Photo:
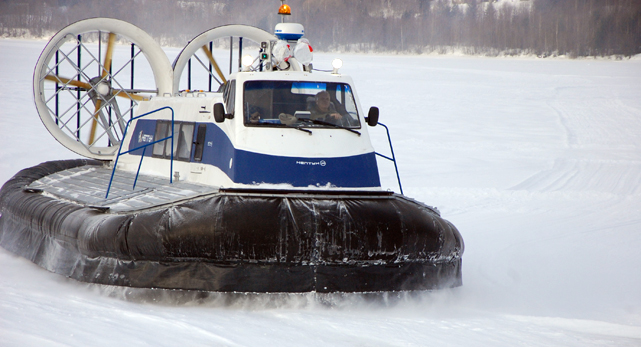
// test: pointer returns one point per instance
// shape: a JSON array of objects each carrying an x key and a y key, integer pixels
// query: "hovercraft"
[{"x": 260, "y": 180}]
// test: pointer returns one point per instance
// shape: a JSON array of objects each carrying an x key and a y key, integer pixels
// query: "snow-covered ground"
[{"x": 537, "y": 162}]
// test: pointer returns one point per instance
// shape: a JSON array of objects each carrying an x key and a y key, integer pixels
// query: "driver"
[{"x": 323, "y": 109}]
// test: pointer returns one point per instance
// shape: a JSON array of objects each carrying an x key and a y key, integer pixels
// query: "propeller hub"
[{"x": 103, "y": 89}]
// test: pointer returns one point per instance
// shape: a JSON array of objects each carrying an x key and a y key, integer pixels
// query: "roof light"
[
  {"x": 285, "y": 10},
  {"x": 336, "y": 64}
]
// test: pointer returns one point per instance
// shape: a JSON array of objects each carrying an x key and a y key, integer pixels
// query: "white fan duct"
[
  {"x": 85, "y": 100},
  {"x": 202, "y": 41}
]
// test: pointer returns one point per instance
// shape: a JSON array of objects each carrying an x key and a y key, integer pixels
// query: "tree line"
[{"x": 542, "y": 27}]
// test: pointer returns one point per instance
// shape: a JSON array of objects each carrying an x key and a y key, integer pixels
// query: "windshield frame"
[{"x": 294, "y": 104}]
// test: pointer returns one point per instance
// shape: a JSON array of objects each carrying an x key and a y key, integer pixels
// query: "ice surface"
[{"x": 536, "y": 161}]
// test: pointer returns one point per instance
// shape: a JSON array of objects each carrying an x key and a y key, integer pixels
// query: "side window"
[
  {"x": 200, "y": 142},
  {"x": 183, "y": 140},
  {"x": 229, "y": 95},
  {"x": 161, "y": 133}
]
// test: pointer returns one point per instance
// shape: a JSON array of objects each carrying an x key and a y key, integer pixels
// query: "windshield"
[{"x": 299, "y": 104}]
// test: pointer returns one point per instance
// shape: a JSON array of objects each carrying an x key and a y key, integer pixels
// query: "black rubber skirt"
[{"x": 235, "y": 241}]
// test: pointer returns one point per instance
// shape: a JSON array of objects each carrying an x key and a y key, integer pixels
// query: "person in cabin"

────

Word for word, write out each line of the records, but leave the pictures behind.

Photo:
// test: pointer returns one point per instance
// shape: a JSON array of objects each carrying an x key and a y key, integer pixels
// query: "hovercraft"
[{"x": 260, "y": 180}]
// test: pointer returns one point per instance
// shape: a JSON array of objects each carrying an x key and a y key, integer pixels
// query: "snow-covered ground"
[{"x": 537, "y": 162}]
// test: pointer returns one point per instance
// shape: a JSON array of objects each carrying an x key and a y key, integer pixels
// query: "driver"
[{"x": 323, "y": 109}]
// test: pointer returns one point per instance
// shape: a JSON array of objects each carrying an x key and a y key, integer pixels
// query: "propeller hub"
[{"x": 103, "y": 89}]
// test: pointer returns one point per instance
// shape: a JSON array of objects each carrying an x key and a y key, integer pixels
// query: "roof light"
[
  {"x": 285, "y": 10},
  {"x": 336, "y": 64}
]
// test: pointer returns one point per instance
// shape: a JSON array of objects each carrying an x key and a y key, integer pixels
// query: "white fan duct"
[
  {"x": 85, "y": 100},
  {"x": 202, "y": 41}
]
// test: pointer returns one point per instance
// shape: a JSON array of objects each carrying an x key and a y key, integer pixels
// query: "tree line"
[{"x": 542, "y": 27}]
// test: pointer returns one point per instance
// shape: a JSON array of objects each carrying an x key and a y key, integer pixels
// query: "windshield frame"
[{"x": 294, "y": 104}]
// test: pointer returns one point per instance
// shape: a JSON array of objects each carrying an x key and a y key, integer pixels
// query: "ice surface"
[{"x": 536, "y": 161}]
// test: pointer returns one point per instance
// shape: a JSON array of objects each carrying an x key and a y key, integer pixels
// query: "side window"
[
  {"x": 200, "y": 142},
  {"x": 183, "y": 140},
  {"x": 229, "y": 95},
  {"x": 161, "y": 133}
]
// test: pointer returns one point per instance
// shape: a JSON array of objects each carrying an x key and a y key, integer pixels
// query: "windshield"
[{"x": 299, "y": 104}]
// test: pointer returns one point per instance
// shape: a JSON array of objects each carrying an x key and a y key, integer pixels
// query: "black rubber skirt"
[{"x": 235, "y": 241}]
// test: pointer returns one point per instance
// shape: a JSON array of objects each carrying an x key and a y key, integer pixels
// query: "person in cabin"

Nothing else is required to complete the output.